Identify each line in the material below that contains the word "shirt". Copy those lines in full.

- EXERCISE MATERIALS
________
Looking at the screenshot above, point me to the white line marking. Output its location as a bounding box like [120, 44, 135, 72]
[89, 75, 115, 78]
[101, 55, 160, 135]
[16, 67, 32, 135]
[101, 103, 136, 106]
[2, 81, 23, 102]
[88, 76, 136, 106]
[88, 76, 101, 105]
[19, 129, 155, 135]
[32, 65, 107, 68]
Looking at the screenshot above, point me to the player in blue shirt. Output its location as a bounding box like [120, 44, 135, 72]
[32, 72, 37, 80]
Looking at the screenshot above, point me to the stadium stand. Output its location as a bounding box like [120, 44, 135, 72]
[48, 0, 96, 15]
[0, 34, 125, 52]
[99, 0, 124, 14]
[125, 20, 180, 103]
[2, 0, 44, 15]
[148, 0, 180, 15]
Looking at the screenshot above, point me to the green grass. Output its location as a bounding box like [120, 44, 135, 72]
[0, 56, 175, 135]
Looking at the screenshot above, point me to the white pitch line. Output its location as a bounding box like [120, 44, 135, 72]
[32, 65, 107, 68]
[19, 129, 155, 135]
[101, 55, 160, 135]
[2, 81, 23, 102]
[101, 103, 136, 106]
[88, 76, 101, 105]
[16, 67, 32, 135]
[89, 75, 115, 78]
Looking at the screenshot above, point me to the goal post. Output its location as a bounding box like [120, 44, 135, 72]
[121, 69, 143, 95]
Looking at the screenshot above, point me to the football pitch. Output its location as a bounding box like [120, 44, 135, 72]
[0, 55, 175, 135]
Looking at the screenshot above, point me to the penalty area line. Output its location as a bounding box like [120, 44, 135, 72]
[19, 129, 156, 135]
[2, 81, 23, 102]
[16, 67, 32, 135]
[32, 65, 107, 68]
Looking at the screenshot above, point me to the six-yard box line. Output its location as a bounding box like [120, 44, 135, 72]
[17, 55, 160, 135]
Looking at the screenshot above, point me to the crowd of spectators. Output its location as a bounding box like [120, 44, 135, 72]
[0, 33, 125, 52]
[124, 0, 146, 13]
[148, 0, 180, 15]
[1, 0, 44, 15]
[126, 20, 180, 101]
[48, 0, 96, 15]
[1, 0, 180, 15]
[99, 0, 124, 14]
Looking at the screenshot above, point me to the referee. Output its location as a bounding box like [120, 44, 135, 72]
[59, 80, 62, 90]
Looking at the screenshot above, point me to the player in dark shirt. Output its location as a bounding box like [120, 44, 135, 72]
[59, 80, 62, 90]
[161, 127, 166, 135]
________
- RESULT
Looking at the screenshot above, point me to the player in blue shirt. Output its location as a bounding box like [120, 44, 135, 72]
Looking at the screenshot above, point me to the player in dark shirt. Output its location as a bounding box like [120, 44, 135, 72]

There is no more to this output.